The covid virus particle is smaller than what those 99.9 BFE surgical masks that people are wearing can filter. So surgical also not giving the protection.
The virus can enter thru your eyes too. No eye protection for most people.
Surgical masks only good at reducing the number of droplets when someone cough or sneeze (which btw some clowns will pull down to cough/sneeze)
At this stage all the indoor mask wearing also pointless.
Anyway even if no more mask mandates, people here will continue to wear for false sense of security.
Main issue is the surgical mask leakage at the sides part.
Yes, BFE is the test at 3.0 microns. But there are tests for PFE too (0.1 microns) for masks, some flat surgical masks (for one reason or another) do not meet that PFE standard though even for the filter. There is actually a surgical and KF94 mask thread here that has good info. Regardless, the better surgical masks do offer ok protection, but only if the filter is used and side leaks are minimized with some mods or some devices/contraptions like mask fitters or say that elastomeric respirator mask developed here in SG that uses cut out filters (forgot the name)

_RECORDS_.

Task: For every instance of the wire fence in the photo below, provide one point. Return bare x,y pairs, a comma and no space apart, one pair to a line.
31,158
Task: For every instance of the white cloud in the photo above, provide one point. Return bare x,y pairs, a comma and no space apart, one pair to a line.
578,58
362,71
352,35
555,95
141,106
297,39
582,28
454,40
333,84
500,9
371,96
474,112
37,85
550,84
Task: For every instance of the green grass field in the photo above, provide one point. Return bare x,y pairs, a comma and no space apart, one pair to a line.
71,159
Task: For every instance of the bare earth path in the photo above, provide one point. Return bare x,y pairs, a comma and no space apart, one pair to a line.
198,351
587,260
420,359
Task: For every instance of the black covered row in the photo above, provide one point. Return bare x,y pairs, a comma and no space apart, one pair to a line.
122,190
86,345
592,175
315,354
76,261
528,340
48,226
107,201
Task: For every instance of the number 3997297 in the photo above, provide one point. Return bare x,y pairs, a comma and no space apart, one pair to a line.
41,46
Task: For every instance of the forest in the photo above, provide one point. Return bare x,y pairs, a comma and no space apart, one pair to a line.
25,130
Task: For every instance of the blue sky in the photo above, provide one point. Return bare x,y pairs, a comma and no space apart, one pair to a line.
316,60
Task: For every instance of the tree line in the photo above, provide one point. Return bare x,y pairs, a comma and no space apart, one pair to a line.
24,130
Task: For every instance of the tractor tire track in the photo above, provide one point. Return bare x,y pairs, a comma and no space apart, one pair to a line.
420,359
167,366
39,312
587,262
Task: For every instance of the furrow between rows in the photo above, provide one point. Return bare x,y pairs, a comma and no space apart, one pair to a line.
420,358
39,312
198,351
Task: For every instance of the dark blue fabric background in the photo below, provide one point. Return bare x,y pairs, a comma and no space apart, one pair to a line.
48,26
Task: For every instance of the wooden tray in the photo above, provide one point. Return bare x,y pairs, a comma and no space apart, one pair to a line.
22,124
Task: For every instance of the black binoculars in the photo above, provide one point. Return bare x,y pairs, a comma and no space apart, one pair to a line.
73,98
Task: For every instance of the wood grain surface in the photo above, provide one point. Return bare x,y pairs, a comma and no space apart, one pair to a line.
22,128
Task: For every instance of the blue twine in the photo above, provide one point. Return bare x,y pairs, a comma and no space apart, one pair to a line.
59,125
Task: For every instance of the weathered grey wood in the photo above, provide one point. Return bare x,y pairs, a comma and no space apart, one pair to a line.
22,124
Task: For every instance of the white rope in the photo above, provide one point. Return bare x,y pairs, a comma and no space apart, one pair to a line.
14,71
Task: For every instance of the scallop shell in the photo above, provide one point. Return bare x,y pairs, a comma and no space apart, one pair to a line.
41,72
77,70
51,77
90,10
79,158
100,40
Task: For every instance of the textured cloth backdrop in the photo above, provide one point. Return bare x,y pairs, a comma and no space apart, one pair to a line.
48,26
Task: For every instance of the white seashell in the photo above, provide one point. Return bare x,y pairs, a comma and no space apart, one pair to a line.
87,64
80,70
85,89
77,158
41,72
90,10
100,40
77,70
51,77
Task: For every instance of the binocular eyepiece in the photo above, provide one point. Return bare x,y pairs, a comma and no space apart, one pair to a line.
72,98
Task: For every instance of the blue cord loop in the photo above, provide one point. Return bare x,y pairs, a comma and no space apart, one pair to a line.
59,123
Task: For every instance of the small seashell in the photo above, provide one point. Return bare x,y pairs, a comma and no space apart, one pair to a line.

_TASK OBJECTIVE_.
Quote the post about surgical masks between "The covid virus" and "sense of security.", inclusive, word for word. The material is not needed here.

_SOLUTION TO THIS EXERCISE_.
The covid virus particle is smaller than what those 99.9 BFE surgical masks that people are wearing can filter. So surgical also not giving the protection.
The virus can enter thru your eyes too. No eye protection for most people.
Surgical masks only good at reducing the number of droplets when someone cough or sneeze (which btw some clowns will pull down to cough/sneeze)
At this stage all the indoor mask wearing also pointless.
Anyway even if no more mask mandates, people here will continue to wear for false sense of security.